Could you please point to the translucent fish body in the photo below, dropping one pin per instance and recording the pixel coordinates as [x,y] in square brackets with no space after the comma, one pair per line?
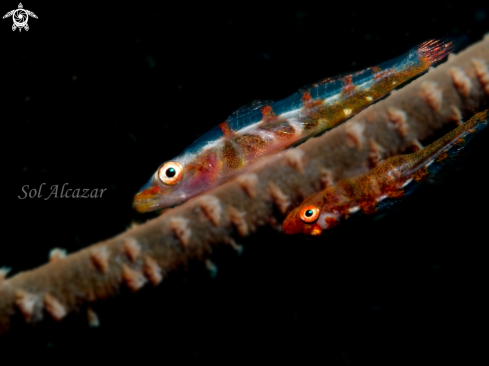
[324,210]
[232,147]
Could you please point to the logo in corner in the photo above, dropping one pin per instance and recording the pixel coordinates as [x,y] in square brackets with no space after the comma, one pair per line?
[20,17]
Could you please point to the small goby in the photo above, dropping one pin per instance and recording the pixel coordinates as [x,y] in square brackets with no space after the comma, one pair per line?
[325,209]
[233,146]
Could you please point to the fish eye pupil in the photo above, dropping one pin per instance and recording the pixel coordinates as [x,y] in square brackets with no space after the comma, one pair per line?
[170,172]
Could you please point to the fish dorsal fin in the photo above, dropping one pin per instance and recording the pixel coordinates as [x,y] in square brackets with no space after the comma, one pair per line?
[247,114]
[249,108]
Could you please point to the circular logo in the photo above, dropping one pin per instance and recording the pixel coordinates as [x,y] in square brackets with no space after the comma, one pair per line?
[20,17]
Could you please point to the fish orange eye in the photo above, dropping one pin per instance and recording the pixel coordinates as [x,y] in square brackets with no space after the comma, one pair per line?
[170,173]
[309,214]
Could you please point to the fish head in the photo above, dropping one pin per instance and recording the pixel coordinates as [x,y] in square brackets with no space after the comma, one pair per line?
[176,181]
[310,218]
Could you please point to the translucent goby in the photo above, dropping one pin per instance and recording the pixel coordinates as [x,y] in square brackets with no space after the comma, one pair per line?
[232,147]
[325,209]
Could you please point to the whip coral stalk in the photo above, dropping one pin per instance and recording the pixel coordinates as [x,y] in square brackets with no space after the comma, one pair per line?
[147,253]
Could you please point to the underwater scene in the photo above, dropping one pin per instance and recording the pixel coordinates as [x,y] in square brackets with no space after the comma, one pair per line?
[242,183]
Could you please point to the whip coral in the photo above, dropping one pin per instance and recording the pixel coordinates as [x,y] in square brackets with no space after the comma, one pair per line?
[149,252]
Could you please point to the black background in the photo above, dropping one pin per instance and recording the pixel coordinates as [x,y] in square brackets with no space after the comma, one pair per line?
[98,95]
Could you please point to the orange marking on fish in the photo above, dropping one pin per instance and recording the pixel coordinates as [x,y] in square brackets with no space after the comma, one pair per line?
[308,102]
[348,85]
[226,130]
[268,113]
[421,175]
[442,156]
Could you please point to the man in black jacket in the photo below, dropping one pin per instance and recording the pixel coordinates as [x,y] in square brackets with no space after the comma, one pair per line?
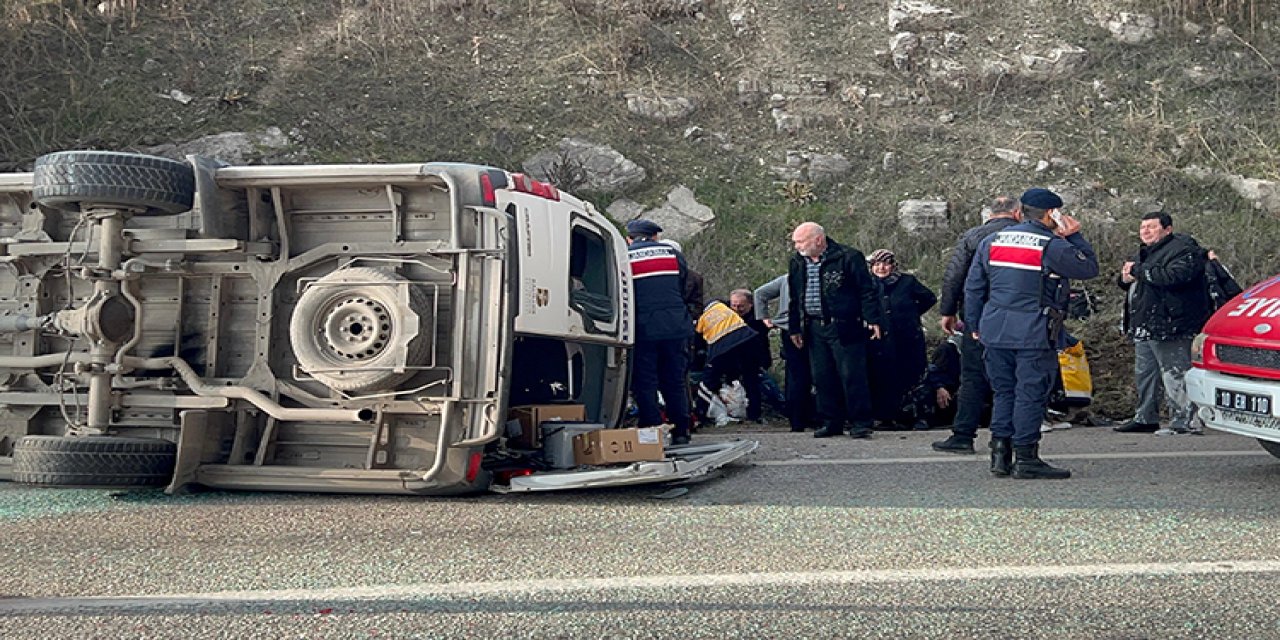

任务目标 -
能否把上面条目中从含有“Could you please point to the orange”的那一行起、一直到条目末尾的所有行逐字重写一遍，首尾两行都算在内，但不要把图片写进答案？

输出结果 -
Could you please point to the orange marking on fish in the photo above, dropping one pin per instance and recording the pixel coordinates as [x,y] in square brackets with no space after the comma, one pair per line?
[308,102]
[348,85]
[226,130]
[268,113]
[421,175]
[442,156]
Could you please point to the man in black jacket in the photo below, dropping one pin per instance and recording the pixel coordinates as [x,y] in square brackets with no space after the comma, one pair per line?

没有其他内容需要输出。